# PAGE EXTRACT
********************

# 7DII intervalometer



## Stormchase (Feb 8, 2017)

I have a question. I use the in camera function now and then. I set it to infinity with a 10 second gap at either 20 25 or 30 second exposures. Night timelapse. 
Well it seems that around 250 exposures its shutting the camera down. At first I thought it was that battery but this last time I checked the battery just before it happened. Then I turned the camera off and back on and still had a couple bars. Plenty of storage room as well. 
Anyone know what could cause this?
I read somewhere that you have to have an interval equal or greater then your exposure. That's a no go... 
Any help would be great. 
Thanks in advance.


----------



## TCampbell (Feb 8, 2017)

If the card has lots of space and the camera has lots of battery then I'm stumped... did you maybe check the sleep timer?

When I do astrophotography my camera is connected to an AC power supply (not battery power).  But if it sat idle for a few minutes while I'm working on other things in the observatory, the camera would go to sleep.  I'd return to the computer that controls the camera and find the camera wouldn't respond only to realize the camera had gone to sleep.  I finally switched it to a mode where it can't sleep (problem solved).  But I think it was only ever an issue if the camera was actually idle.  If it was taking shots continuously I do not every recall it having a problem.

********************

# RAW DATA
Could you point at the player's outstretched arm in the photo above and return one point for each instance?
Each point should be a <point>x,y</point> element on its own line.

********************

# STATED EXERCISE A
Give every exposure length that Stormchase says they use for night timelapses in the intervalometer thread.
# STATED EXERCISE B
Resume the forum thread about the 7DII intervalometer, going on from its last post.

# ANSWER A
20 seconds, 25 seconds, 30 seconds

# ANSWER B
Have you done a "low level" format of the card (always format the card in the camera... never format the card using the computer)?  I might imagine that if the camera hits a problem writing a file to the card then that might cancel the interval timer.

As for the interval gap being equal to or greater than the exposure... that's not needed.  If I use an EXTERNAL control (external wired shutter release or computer) then at the end of the exposure, I have to give enough time for the file to save to the card before starting the next exposure (but even a slow card can typically save the file in a second or two... so if I set the interval delay to "0" it will miss the exposure... but if I took a 30 seconds shot and set the interval delay to say... just 2 or 3 seconds... it's fine and it starts the next shot.

However you can also put the camera in "continuous" shooting mode (as if taking rapid burst photography for action shots) and use a remote shutter release to lock the shutter button down (remote releases usually have a lock mechanism) and the second the camera ends one shot it will start the next ... and the previous shot will save to the memory card while the camera is capturing the next shot.  This is a better technique if you're trying to capture star trails because when you merge the images (e.g. using StarStaX software) you wont have gaps in the star trails caused by the pauses between photos.


----------



## Stormchase (Feb 12, 2017)

Huh now that's a good idea with continuous shooting for timelapse and i think ill try that. starstax has a gap fill option that works OK but good idea especially for trails. I'm sure the quality will better.
yeah i format in camera.
ac power is the way to go but i always find myself walking a bit to find a composition. I have an inverter built in the bed of the truck but it always seems that Im too far even for extension cords. Most times i shoot over 300 frames I need to run over and change the battery fast enough to not be noticeable in the video. its a 50/50 chance haha.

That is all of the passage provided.